GIVEN INSTRUCTION:
Rewrite every line of the material below, leaving out the pictures, and raise each x and y coordinate in the point pairs by 106.

STORED DATA:

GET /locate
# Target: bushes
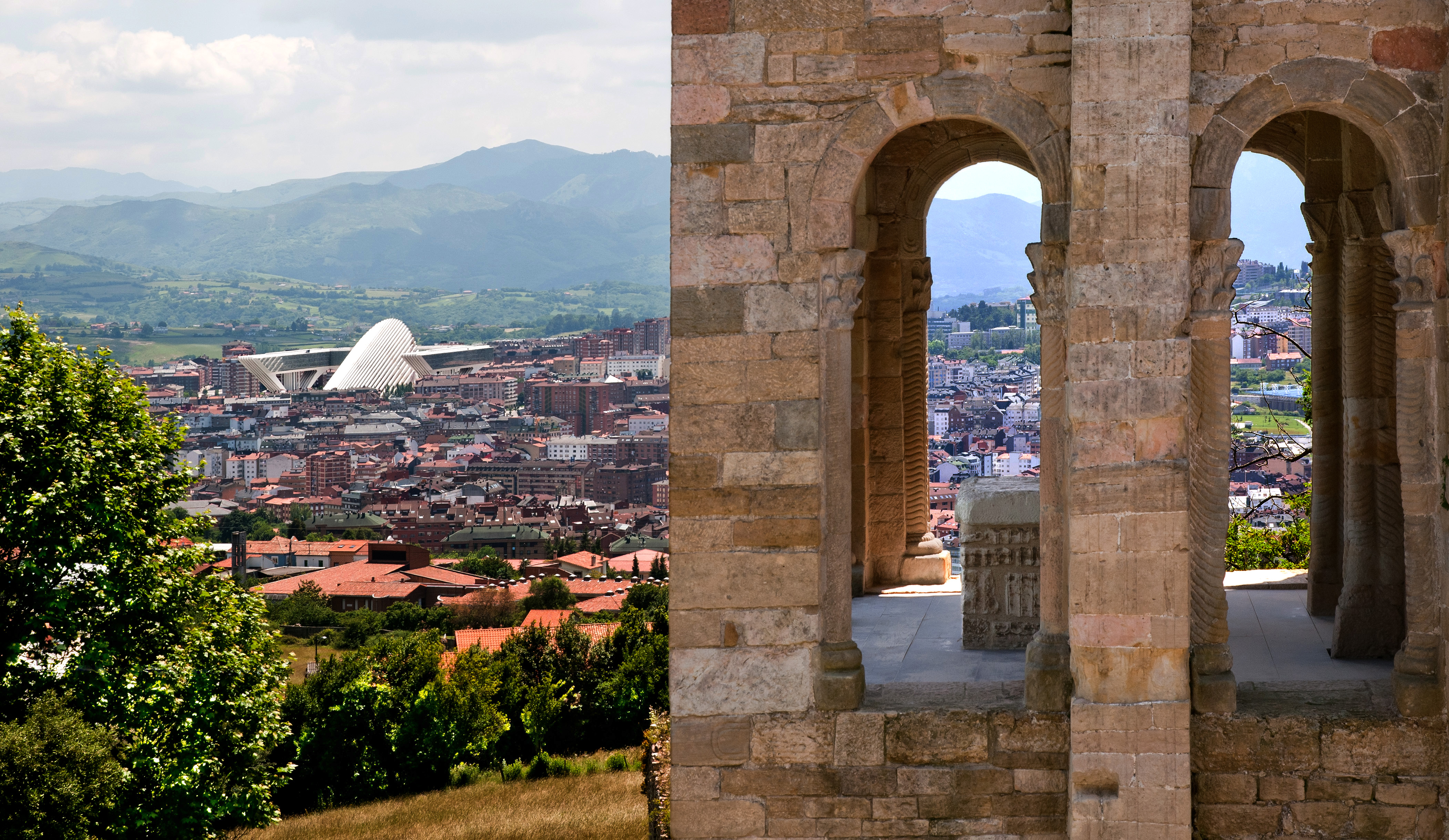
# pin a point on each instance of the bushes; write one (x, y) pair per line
(306, 606)
(358, 626)
(389, 720)
(548, 594)
(57, 774)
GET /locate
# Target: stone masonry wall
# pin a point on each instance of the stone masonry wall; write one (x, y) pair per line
(1274, 775)
(871, 774)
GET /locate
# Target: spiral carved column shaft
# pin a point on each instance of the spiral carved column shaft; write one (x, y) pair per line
(1215, 269)
(1416, 377)
(1048, 655)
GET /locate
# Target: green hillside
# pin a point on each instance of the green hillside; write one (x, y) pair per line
(438, 237)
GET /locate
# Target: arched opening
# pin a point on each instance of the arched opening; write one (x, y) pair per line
(909, 622)
(1366, 438)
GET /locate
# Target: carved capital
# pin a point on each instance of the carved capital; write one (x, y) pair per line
(916, 289)
(1215, 269)
(1416, 267)
(1047, 279)
(841, 283)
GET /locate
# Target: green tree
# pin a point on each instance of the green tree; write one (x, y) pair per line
(93, 581)
(57, 774)
(300, 513)
(306, 606)
(548, 594)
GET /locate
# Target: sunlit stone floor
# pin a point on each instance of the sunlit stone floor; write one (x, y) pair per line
(914, 636)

ANSWER FOR THE TASK:
GET /locate
# Target: bushes
# pin a point on each instance of the bushes; write one (x, y) pair per line
(412, 712)
(464, 732)
(495, 826)
(654, 700)
(163, 880)
GET /locate
# Target: stone masonry wall
# pin a point on each instance of the stone masonry wall; write one (x, y) pair per line
(1380, 881)
(977, 880)
GET /locate
# Target: spiral carved column shaft
# pin a point on each instance of the spiral carved column shaft; write one (x, y) pair per line
(1321, 375)
(1522, 483)
(1154, 761)
GET /locate
# Target: green hillside
# pin a point on each instance of the green hillside; write one (x, y) pair per line
(544, 343)
GET /locate
# Target: arched opening
# pin a point on each instance of the arched opening; write one (x, y) pair per line
(1015, 728)
(1472, 544)
GET /locate
# Target: carved capital
# pin a point on each instance of the carved capital; write one (x, y) pair per line
(1022, 395)
(1321, 375)
(1522, 373)
(1153, 385)
(947, 389)
GET /locate
# Target: green tree
# pin a point on each instance of the green tree; write one (x, y) pair per line
(199, 687)
(163, 880)
(406, 619)
(412, 712)
(654, 700)
GET /locate
# Target: sunlit stone floor
# pin a point on each instance of the sunlit stone floor; write one (x, y) pair per line
(1020, 742)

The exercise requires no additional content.